◆ INPUT FOR THIS TASK
________________________

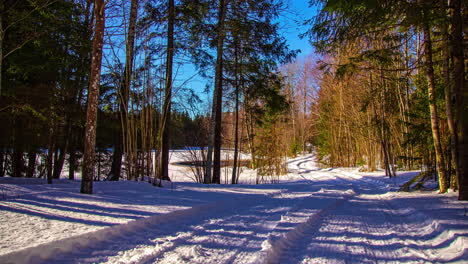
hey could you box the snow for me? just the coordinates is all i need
[0,153,467,264]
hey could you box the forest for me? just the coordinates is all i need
[0,0,466,200]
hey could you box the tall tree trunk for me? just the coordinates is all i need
[441,16,459,190]
[156,0,174,183]
[231,39,240,184]
[81,0,106,194]
[448,0,467,200]
[211,0,227,184]
[421,17,448,193]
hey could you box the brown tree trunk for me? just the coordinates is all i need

________________________

◆ WHAT THE TASK REQUIRES
Your task is to retype the records above in full and exactly, omitting the pictures.

◆ RESPONSE TO THE EXERCISE
hey could you box the snow for me? just the coordinates is all i need
[0,153,467,264]
hey could you box the forest for me? just the coordinates is all i need
[0,0,466,200]
hey could you box the tall tree trunk for me? just the coordinates is all i need
[441,16,459,190]
[156,0,174,183]
[231,39,240,184]
[81,0,106,194]
[448,0,467,200]
[211,0,227,184]
[421,17,448,193]
hey could you box the brown tree trunk for me? just the coordinates is all i need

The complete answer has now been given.